Exercise brief = In the forum discussion on castes, translate this sentence into Spanish: "Being separated from your parents at age 18 is not the same thing at all."

What you're proposing is the creation of castes: a sturdy worker caste to do the heavy lifting and the dirty, dangerous jobs, a clerical and merchant class to take care of business, and a caste of aristocrats (all right, meritocrats) to tell everybody what to do. It's been tried before; it works, but at immense human cost. In terms of results and productivity, it is also less effective than the present system, in which everyone is free to try their hand at any task that suits their abilities, and where anyone may hope to rise from the bottom of the heap to the top.

If your ideas were realised, what would happen to the children of workers who show unusual intelligence or ability? To train them up to their full potential, you'd have to sever them from their families, their friends and worker communities. The same thing would also have to be done to children of the elite who aren't as clever or capable as their parents. Plato foresaw this in the Republic, where he proposed a similar division of society into occupational castes; in his ideal state, where each was trained and indoctrinated to make the best of their talents and capabilities, children were to be taken from their parents at an early age, to be raised and educated by the state.

This is not social Darwinism, by the way. According to that model, individuals and families must manage as best they can. There is no public education or healthcare, no state support for the poor and disadvantaged. Cripples, idiots and the mad would be shunned; no attempt would be made to help them survive since they might then breed and pass on their disabilities to another generation. People with incurable diseases would not be treated at hospitals. There would be no attempt at levelling playing fields or providing equality of opportunity. People would have to take what they could get. It's a terrifying, Hobbesian vision, which perhaps the Nazis came closest of all to realising. But even among the Nazis, there was a privileged caste ('good Germans', particularly those of 'Aryan' appearance) who were favoured by the state. Not even Hitler had the balls to take Social Darwinism to the limit.

posted on Dec, 30 2013 @ 12:59 PM
reply to post by Astyanax

It was a bit off topic but when I was reading you're post It made a lot of sense to me. Maybe I should of Thought more then commented.

posted on Dec, 30 2013 @ 03:01 PM
reply to post by Astyanax

Your post describes exactly the status of our society today. People arent that free to try their hand at everything, yes big muscled men can become scientists and mathematicians, but its not likely you will see scrawny nerds physically doing large construction projects or working on oil rigs. If people of the working blue collar class has a child with exceptional intelligence, yes they are usually severed from their family, its called college, and its expensive. There is already and has always really been caste and/or class systems.
edit on 30-12-2013 by ImaFungi because: (no reason given)

posted on Dec, 30 2013 @ 08:47 PM
reply to post by ImaFungi

If people of the working blue collar class has a child with exceptional intelligence, yes they are usually severed from their family, its called college, and its expensive.

In the Republic, children were taken from their children at the age of seven. Plato's proposal was probably inspired by the education of the Spartan ruling class. In Sparta, male citizens were separated from their families in infancy and subjected to an unbelievably harsh and brutal 'education' at the hands of the state. Brutality aside, this is what would be needed to make Bluesma's suggestion workable.

Spartan education

Being separated from your parents at age 18 is not the same thing at all. On the contrary, it's part of the typical developmental model in many social species, including humans; young adults move away from home, often to new communities or to found fresh ones. Adolescents need be separated from their parents; otherwise all sorts of trouble breaks out.

There is already and has always really been caste and/or class systems.

The terms are not interchangeable. You can move out of your class; it happens all the time. Caste is for life.

edit on 30/12/13 by Astyanax because: of class mobility.

Stored data entries

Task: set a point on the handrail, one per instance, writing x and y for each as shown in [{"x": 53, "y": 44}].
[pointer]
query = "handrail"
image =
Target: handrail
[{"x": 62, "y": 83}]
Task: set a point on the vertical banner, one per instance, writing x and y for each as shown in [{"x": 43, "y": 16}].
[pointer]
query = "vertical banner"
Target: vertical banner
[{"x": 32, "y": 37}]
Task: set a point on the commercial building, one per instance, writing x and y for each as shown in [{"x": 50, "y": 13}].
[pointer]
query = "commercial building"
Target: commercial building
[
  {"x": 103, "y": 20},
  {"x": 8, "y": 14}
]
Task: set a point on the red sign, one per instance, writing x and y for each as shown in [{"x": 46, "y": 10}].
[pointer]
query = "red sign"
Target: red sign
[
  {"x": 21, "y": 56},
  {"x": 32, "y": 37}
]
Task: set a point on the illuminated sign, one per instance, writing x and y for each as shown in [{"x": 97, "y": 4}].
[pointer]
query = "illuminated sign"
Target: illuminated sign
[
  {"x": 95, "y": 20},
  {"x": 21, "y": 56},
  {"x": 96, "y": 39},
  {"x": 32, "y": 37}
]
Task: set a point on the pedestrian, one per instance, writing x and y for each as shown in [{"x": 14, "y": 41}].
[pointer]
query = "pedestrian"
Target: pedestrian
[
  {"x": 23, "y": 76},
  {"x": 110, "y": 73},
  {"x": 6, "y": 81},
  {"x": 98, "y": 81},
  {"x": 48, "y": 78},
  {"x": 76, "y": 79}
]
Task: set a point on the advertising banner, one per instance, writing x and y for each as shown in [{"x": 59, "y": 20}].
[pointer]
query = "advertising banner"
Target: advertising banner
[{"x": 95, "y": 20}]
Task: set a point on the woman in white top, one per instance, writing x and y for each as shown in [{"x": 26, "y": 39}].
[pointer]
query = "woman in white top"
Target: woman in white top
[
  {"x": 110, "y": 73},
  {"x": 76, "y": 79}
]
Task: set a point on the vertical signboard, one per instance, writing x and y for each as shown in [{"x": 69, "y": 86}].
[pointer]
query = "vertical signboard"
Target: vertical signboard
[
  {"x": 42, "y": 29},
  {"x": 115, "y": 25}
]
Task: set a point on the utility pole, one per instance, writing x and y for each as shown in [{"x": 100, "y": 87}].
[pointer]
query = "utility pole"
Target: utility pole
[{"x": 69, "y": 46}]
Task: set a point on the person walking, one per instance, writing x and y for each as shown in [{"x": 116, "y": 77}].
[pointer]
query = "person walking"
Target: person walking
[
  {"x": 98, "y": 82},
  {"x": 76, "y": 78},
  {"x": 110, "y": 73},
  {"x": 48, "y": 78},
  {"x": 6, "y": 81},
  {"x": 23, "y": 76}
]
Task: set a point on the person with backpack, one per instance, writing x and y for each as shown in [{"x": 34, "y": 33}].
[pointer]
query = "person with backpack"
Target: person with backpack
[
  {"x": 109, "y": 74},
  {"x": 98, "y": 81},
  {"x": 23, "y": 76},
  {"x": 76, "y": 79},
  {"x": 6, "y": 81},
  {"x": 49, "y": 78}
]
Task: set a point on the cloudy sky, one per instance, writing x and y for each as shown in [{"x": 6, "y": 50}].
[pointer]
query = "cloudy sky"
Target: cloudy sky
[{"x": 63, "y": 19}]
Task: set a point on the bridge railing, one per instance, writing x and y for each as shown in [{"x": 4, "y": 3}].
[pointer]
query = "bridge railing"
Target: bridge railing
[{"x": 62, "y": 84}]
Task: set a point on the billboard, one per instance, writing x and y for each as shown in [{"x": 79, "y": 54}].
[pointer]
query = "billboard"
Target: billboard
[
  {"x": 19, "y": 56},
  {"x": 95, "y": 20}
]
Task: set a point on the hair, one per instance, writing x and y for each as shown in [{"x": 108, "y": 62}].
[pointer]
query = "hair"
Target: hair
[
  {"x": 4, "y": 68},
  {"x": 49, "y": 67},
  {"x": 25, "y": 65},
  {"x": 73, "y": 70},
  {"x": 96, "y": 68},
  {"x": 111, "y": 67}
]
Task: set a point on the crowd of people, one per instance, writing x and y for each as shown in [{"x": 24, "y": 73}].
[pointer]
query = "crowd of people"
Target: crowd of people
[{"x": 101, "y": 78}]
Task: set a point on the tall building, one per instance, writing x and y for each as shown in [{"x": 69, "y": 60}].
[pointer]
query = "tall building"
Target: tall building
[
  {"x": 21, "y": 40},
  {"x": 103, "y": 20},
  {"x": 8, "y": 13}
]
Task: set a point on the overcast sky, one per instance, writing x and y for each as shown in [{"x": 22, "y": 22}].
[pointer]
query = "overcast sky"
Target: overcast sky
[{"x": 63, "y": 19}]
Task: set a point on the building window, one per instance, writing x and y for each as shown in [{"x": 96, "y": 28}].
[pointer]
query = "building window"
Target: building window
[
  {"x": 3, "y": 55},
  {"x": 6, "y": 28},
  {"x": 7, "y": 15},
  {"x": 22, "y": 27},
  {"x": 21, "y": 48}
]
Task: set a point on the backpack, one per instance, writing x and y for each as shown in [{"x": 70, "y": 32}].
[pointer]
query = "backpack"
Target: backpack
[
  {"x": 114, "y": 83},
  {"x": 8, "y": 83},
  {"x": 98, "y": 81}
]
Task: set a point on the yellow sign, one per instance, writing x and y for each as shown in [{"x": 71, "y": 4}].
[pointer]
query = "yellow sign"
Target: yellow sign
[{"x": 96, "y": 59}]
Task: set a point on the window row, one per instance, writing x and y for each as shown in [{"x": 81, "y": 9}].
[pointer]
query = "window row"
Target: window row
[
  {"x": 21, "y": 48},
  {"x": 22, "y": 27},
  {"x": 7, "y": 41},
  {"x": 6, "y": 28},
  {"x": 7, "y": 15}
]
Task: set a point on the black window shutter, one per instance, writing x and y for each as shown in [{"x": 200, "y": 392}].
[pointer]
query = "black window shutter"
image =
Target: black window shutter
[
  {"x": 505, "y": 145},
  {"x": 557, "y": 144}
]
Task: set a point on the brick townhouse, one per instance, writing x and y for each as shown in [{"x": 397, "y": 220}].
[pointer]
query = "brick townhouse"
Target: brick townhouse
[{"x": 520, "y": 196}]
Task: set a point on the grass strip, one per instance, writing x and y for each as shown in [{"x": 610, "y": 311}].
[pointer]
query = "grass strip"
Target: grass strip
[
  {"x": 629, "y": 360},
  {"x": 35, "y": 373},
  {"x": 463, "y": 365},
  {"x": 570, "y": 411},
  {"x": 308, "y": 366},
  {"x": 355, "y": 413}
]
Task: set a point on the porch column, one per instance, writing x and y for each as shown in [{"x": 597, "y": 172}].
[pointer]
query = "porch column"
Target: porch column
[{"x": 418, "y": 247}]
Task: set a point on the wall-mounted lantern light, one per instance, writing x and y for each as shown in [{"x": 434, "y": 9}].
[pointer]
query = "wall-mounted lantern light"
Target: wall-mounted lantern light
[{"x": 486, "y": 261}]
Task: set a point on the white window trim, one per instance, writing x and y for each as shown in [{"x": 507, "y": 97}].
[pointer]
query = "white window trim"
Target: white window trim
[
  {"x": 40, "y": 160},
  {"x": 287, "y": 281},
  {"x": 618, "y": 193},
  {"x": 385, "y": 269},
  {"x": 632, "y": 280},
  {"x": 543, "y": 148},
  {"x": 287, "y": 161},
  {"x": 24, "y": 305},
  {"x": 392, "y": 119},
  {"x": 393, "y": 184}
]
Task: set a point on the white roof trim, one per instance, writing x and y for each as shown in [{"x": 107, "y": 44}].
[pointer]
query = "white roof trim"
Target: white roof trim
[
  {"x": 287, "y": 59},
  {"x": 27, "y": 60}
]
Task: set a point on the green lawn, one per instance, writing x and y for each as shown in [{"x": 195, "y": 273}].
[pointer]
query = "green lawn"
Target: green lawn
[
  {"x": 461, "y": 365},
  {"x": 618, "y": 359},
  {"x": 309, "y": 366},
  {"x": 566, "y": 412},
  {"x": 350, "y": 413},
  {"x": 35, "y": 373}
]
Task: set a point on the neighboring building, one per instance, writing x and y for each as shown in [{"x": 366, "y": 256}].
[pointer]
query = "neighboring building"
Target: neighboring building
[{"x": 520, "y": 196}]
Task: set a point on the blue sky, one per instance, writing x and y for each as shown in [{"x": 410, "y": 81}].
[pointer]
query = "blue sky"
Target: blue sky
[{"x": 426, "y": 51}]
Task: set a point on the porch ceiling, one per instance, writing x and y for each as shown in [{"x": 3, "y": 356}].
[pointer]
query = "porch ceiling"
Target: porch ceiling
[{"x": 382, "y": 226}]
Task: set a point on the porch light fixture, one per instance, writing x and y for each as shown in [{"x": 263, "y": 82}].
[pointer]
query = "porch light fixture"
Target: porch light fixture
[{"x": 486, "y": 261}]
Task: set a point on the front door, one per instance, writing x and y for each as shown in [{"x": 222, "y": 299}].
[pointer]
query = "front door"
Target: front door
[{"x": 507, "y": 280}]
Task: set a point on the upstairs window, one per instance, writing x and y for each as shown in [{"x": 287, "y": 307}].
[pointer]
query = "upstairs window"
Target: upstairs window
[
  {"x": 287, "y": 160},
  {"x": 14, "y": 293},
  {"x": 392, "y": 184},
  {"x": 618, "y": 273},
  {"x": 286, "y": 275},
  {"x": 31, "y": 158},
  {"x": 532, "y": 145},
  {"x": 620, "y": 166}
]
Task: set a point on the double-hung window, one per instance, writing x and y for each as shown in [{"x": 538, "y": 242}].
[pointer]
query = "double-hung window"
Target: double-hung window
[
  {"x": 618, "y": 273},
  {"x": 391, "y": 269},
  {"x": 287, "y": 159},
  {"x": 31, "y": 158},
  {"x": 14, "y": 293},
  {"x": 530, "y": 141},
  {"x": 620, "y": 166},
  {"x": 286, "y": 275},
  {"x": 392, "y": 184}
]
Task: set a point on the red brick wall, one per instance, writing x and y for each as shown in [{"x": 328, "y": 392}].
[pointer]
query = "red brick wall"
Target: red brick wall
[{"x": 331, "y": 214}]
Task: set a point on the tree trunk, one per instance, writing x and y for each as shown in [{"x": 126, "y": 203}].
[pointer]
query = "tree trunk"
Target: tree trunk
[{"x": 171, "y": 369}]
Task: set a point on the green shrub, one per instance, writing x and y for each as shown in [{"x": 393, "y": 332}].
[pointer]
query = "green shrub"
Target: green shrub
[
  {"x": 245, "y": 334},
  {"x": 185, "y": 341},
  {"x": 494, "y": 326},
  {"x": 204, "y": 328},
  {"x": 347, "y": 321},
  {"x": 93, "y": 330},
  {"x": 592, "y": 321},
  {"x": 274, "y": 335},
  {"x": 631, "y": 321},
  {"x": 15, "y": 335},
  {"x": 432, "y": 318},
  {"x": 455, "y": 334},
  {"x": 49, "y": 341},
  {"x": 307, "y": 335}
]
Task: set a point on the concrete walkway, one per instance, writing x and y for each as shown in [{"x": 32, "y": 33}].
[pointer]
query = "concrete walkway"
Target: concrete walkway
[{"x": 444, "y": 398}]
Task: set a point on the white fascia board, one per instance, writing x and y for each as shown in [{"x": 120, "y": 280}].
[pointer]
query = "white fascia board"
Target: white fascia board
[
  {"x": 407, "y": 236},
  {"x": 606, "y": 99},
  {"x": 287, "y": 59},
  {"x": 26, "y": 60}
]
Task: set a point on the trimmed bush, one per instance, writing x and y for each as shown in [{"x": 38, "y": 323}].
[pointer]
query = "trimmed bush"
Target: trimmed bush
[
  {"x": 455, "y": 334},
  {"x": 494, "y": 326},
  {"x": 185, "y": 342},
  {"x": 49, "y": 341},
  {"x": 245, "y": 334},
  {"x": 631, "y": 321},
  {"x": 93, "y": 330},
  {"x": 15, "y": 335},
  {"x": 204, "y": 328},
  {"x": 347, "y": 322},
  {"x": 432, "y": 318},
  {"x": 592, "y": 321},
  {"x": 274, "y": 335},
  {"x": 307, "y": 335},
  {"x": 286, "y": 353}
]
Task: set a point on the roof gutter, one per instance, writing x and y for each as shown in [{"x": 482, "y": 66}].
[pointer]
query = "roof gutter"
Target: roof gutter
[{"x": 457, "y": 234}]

Your solution = Que te separen de tus padres a los 18 años no es en absoluto lo mismo.